- [PROBLEM TO WORK ON]
Turn every line of the records below into a JSON list of strings, one string per line, leaving out blank lines.

- [STORED ROWS]
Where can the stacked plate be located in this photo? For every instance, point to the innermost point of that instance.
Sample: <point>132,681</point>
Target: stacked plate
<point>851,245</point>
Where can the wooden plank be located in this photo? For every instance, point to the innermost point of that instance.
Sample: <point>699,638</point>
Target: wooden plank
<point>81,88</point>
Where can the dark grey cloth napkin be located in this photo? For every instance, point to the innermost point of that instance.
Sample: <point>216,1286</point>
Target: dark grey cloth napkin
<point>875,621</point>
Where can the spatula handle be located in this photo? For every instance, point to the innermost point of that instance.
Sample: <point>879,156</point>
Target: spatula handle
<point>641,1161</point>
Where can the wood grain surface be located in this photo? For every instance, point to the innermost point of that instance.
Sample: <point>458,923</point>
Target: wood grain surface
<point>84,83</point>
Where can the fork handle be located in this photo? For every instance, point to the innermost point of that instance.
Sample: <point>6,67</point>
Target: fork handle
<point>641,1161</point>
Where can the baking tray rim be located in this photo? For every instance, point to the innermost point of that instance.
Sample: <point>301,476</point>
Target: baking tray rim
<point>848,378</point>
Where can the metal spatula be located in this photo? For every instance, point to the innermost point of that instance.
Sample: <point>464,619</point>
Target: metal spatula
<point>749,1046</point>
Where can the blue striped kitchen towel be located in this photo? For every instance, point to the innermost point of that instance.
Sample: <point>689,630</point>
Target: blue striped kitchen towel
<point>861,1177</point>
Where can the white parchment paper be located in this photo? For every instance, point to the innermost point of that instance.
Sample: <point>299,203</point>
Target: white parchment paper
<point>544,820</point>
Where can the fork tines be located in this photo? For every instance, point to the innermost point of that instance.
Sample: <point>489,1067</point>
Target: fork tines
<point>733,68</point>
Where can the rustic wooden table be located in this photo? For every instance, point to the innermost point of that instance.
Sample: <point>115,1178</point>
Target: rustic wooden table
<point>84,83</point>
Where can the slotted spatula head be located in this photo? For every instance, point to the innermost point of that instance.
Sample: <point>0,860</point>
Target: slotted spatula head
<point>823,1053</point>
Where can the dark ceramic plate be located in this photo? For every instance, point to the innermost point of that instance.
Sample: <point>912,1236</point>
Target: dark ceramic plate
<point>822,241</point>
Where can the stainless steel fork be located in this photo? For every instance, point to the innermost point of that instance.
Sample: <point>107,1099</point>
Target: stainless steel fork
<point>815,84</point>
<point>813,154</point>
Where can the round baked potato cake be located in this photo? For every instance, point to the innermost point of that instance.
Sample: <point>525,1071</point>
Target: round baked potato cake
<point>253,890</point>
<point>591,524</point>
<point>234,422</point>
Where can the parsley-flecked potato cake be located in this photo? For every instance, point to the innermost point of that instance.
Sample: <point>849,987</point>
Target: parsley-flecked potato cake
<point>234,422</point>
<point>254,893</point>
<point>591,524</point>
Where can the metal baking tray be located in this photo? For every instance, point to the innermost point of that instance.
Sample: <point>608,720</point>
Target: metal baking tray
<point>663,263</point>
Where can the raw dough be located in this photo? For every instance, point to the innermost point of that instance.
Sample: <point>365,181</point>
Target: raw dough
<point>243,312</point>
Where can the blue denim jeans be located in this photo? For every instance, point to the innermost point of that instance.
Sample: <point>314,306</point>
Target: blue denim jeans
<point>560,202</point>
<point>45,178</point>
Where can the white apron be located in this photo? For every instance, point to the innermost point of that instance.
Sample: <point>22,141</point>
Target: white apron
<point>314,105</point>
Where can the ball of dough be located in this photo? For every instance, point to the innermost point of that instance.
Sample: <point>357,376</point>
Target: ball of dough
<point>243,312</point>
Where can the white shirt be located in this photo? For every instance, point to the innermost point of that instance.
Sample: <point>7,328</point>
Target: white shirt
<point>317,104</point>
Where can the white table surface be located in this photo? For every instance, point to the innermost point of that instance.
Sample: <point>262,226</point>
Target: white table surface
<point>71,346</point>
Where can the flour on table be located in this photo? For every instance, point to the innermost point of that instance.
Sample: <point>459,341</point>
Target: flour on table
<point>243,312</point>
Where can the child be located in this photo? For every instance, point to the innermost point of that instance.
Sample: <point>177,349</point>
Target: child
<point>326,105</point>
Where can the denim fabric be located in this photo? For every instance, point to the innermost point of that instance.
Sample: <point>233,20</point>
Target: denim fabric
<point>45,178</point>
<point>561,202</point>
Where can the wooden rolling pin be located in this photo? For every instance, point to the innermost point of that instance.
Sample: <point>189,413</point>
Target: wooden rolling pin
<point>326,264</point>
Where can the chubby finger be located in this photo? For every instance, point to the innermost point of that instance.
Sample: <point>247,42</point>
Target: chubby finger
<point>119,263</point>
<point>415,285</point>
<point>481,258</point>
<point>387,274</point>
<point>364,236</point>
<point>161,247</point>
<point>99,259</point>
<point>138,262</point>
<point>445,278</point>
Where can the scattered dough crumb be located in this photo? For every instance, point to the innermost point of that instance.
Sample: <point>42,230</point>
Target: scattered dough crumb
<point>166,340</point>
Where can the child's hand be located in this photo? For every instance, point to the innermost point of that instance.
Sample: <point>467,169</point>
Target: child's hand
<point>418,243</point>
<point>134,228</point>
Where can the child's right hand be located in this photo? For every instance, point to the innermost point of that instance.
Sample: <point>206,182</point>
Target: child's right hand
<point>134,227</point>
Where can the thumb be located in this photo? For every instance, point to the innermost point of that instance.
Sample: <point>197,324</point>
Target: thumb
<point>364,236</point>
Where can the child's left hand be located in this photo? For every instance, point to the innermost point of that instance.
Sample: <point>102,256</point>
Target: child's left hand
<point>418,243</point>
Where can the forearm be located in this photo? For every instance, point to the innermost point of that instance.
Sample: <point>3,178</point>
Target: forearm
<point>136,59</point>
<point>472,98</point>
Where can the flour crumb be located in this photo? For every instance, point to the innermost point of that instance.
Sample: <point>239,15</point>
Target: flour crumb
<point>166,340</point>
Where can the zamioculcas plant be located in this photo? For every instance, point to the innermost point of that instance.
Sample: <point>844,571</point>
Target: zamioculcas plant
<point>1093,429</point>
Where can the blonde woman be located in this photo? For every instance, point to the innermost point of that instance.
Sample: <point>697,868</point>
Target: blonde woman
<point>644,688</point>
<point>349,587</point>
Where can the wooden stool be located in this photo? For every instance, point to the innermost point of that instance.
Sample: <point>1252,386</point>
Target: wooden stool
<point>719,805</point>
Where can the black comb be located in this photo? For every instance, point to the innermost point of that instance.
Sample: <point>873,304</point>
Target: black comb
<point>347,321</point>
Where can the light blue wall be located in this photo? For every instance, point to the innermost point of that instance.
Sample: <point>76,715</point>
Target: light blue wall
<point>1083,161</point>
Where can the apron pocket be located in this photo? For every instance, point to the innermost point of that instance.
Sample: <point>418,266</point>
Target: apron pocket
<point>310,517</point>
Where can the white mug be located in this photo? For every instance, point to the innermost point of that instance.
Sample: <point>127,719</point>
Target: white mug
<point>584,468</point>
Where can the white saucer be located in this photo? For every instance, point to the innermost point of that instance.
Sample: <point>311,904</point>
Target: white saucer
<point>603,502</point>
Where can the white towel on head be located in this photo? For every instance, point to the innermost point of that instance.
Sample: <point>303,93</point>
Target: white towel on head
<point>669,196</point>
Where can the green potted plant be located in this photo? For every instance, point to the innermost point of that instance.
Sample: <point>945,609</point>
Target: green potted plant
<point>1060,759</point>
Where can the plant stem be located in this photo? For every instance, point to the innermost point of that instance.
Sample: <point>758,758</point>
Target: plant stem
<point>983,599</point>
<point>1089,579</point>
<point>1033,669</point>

- [RESPONSE FOR THIS EXERCISE]
[
  "Where can the stacked plate be located in this photo? For every instance, point to the innermost point of that instance.",
  "Sample: <point>132,681</point>",
  "Target: stacked plate",
  "<point>851,245</point>",
  "Where can the wooden plank be located in this photo? For every instance, point to the innermost point of that instance.",
  "Sample: <point>699,638</point>",
  "Target: wooden plank",
  "<point>81,88</point>",
  "Where can the dark grey cloth napkin be located in this photo? For every instance, point to the innermost point of that instance.",
  "Sample: <point>216,1286</point>",
  "Target: dark grey cloth napkin",
  "<point>875,621</point>",
  "Where can the spatula handle be located in this photo? For every instance, point to the innermost point of that instance.",
  "Sample: <point>879,156</point>",
  "Target: spatula handle",
  "<point>641,1161</point>",
  "Where can the wood grain surface be located in this photo? For every instance, point to the innermost point of that instance.",
  "Sample: <point>458,923</point>",
  "Target: wood grain surface",
  "<point>84,83</point>",
  "Where can the fork handle be located in this photo? For every instance, point to the innermost point of that instance.",
  "Sample: <point>6,67</point>",
  "Target: fork handle",
  "<point>641,1161</point>",
  "Where can the baking tray rim be located in this photo? For every instance, point to the innermost point of that instance.",
  "Sample: <point>301,476</point>",
  "Target: baking tray rim",
  "<point>848,378</point>",
  "Where can the metal spatula be located in this photo? For every instance, point to the innermost point of that instance.",
  "Sample: <point>464,619</point>",
  "Target: metal spatula",
  "<point>749,1046</point>",
  "Where can the blue striped kitchen towel be located in this photo? For every instance, point to the innermost point of that instance.",
  "Sample: <point>689,630</point>",
  "Target: blue striped kitchen towel",
  "<point>861,1177</point>",
  "Where can the white parchment paper be located in this photo? For every instance, point to the innermost point of that instance.",
  "Sample: <point>299,203</point>",
  "Target: white parchment paper",
  "<point>544,820</point>",
  "Where can the fork tines be located in this photo? For every instance, point to the innermost point of that instance.",
  "Sample: <point>489,1067</point>",
  "Target: fork tines",
  "<point>733,68</point>",
  "Where can the rustic wooden table be located in this photo? For every instance, point to the innermost point of that instance.",
  "Sample: <point>115,1178</point>",
  "Target: rustic wooden table",
  "<point>84,83</point>",
  "Where can the slotted spatula head be located in this photo? For every instance, point to the innermost point of that instance.",
  "Sample: <point>0,860</point>",
  "Target: slotted spatula head",
  "<point>823,1053</point>",
  "Where can the dark ceramic plate be located in this photo? For every instance, point to the innermost point of that instance.",
  "Sample: <point>912,1236</point>",
  "Target: dark ceramic plate",
  "<point>822,241</point>",
  "Where can the stainless steel fork be located in this photo? For every instance, point to the innermost point of that instance.",
  "Sample: <point>107,1099</point>",
  "Target: stainless steel fork",
  "<point>815,84</point>",
  "<point>813,154</point>",
  "Where can the round baked potato cake be located in this photo? For every instance, point to the innermost point of that instance.",
  "Sample: <point>525,1071</point>",
  "Target: round baked potato cake",
  "<point>253,890</point>",
  "<point>591,524</point>",
  "<point>234,422</point>",
  "Where can the parsley-flecked potato cake be located in this photo? For every instance, point to the innermost point of that instance.",
  "Sample: <point>849,987</point>",
  "Target: parsley-flecked potato cake",
  "<point>234,422</point>",
  "<point>254,893</point>",
  "<point>591,524</point>",
  "Where can the metal baking tray be located in this photo? For every instance, point to the innermost point of that instance.",
  "Sample: <point>608,720</point>",
  "Target: metal baking tray",
  "<point>663,263</point>",
  "Where can the raw dough be located in this photo? For every instance, point to the innermost point of that instance.",
  "Sample: <point>365,181</point>",
  "Target: raw dough",
  "<point>243,312</point>",
  "Where can the blue denim jeans be located in this photo? For every instance, point to the innermost point of that instance.",
  "Sample: <point>314,306</point>",
  "Target: blue denim jeans",
  "<point>560,202</point>",
  "<point>45,178</point>",
  "Where can the white apron be located in this photo? For every instance, point to the innermost point of that instance.",
  "Sample: <point>22,141</point>",
  "Target: white apron",
  "<point>314,105</point>",
  "Where can the ball of dough be located in this photo? For every instance, point to the innermost point of that instance.",
  "Sample: <point>357,376</point>",
  "Target: ball of dough",
  "<point>243,312</point>",
  "Where can the white shirt be located in this photo? For every instance, point to the innermost point of that instance.",
  "Sample: <point>7,328</point>",
  "Target: white shirt",
  "<point>317,104</point>",
  "Where can the white table surface be located in this photo? For every instance, point to the innermost point of that instance.",
  "Sample: <point>262,226</point>",
  "Target: white table surface",
  "<point>71,346</point>",
  "Where can the flour on table be located in this photo? For every instance, point to the innermost point of that instance.",
  "Sample: <point>459,341</point>",
  "Target: flour on table",
  "<point>243,312</point>",
  "Where can the child be located in this photo? For every instance, point to the innermost point of that instance.",
  "Sample: <point>177,349</point>",
  "Target: child",
  "<point>326,105</point>",
  "Where can the denim fabric be located in this photo? For every instance, point to the innermost point of that instance.",
  "Sample: <point>233,20</point>",
  "Target: denim fabric",
  "<point>45,178</point>",
  "<point>561,202</point>",
  "Where can the wooden rolling pin be located in this photo? For every instance, point to the innermost point of that instance.",
  "Sample: <point>189,413</point>",
  "Target: wooden rolling pin",
  "<point>326,264</point>",
  "Where can the chubby finger be located in this photo? For every instance, point to the innermost point of that instance.",
  "Sample: <point>247,42</point>",
  "Target: chubby finger",
  "<point>119,263</point>",
  "<point>415,285</point>",
  "<point>481,258</point>",
  "<point>387,274</point>",
  "<point>364,236</point>",
  "<point>161,247</point>",
  "<point>99,259</point>",
  "<point>138,262</point>",
  "<point>445,278</point>",
  "Where can the scattered dough crumb be located in this photo? For every instance, point to the innermost point of that instance.",
  "Sample: <point>42,230</point>",
  "Target: scattered dough crumb",
  "<point>166,340</point>",
  "Where can the child's hand be located in this photo? For every instance, point to the innermost point of that instance.",
  "Sample: <point>467,169</point>",
  "Target: child's hand",
  "<point>418,243</point>",
  "<point>134,228</point>",
  "Where can the child's right hand be located in this photo? For every instance, point to the innermost point of that instance.",
  "Sample: <point>206,182</point>",
  "Target: child's right hand",
  "<point>134,227</point>",
  "Where can the thumb be located in this photo? For every instance, point to the innermost point of that instance.",
  "Sample: <point>197,324</point>",
  "Target: thumb",
  "<point>364,236</point>",
  "Where can the child's left hand be located in this photo? For every instance, point to the innermost point of that instance.",
  "Sample: <point>102,256</point>",
  "Target: child's left hand",
  "<point>418,243</point>",
  "Where can the forearm be located in this photo? For every instance, point to the innermost point of that instance.",
  "Sample: <point>3,178</point>",
  "Target: forearm",
  "<point>136,59</point>",
  "<point>472,98</point>",
  "Where can the flour crumb be located in this photo? For every instance, point to the innermost point of that instance.",
  "Sample: <point>239,15</point>",
  "Target: flour crumb",
  "<point>166,340</point>",
  "Where can the zamioculcas plant be located in this photo? For every instance, point to the innermost point of that instance.",
  "Sample: <point>844,571</point>",
  "Target: zamioculcas plant",
  "<point>1093,429</point>",
  "Where can the blonde woman be located in this photo? For every instance, point to the innermost point of that instance.",
  "Sample: <point>697,868</point>",
  "Target: blonde woman",
  "<point>644,688</point>",
  "<point>349,587</point>",
  "Where can the wooden stool be located in this photo? For every instance, point to the innermost point of that instance.",
  "Sample: <point>1252,386</point>",
  "Target: wooden stool",
  "<point>719,805</point>",
  "Where can the black comb be located in this photo? For every instance, point to the innermost point of that instance.",
  "Sample: <point>873,304</point>",
  "Target: black comb",
  "<point>347,321</point>",
  "Where can the light blue wall be located in this photo? For every instance, point to the innermost point of that instance.",
  "Sample: <point>76,715</point>",
  "Target: light blue wall",
  "<point>1083,161</point>",
  "Where can the apron pocket be located in this photo? For every instance, point to the innermost point of that instance.",
  "Sample: <point>418,266</point>",
  "Target: apron pocket",
  "<point>310,517</point>",
  "Where can the white mug be located in this photo? For every instance, point to the innermost point of that instance.",
  "Sample: <point>127,719</point>",
  "Target: white mug",
  "<point>584,468</point>",
  "Where can the white saucer be located in this photo? For every instance, point to the innermost point of that instance.",
  "Sample: <point>311,904</point>",
  "Target: white saucer",
  "<point>603,502</point>",
  "Where can the white towel on head be located in this photo? For every instance, point to the innermost point of that instance.",
  "Sample: <point>303,93</point>",
  "Target: white towel on head",
  "<point>669,196</point>",
  "Where can the green potted plant be located in this photo? For every instance, point to the innermost point of that instance.",
  "Sample: <point>945,609</point>",
  "Target: green potted plant",
  "<point>1060,759</point>",
  "Where can the plant stem be located in this photo? For every instance, point to the innermost point of that instance.",
  "Sample: <point>758,758</point>",
  "Target: plant stem",
  "<point>983,599</point>",
  "<point>1089,579</point>",
  "<point>1033,669</point>"
]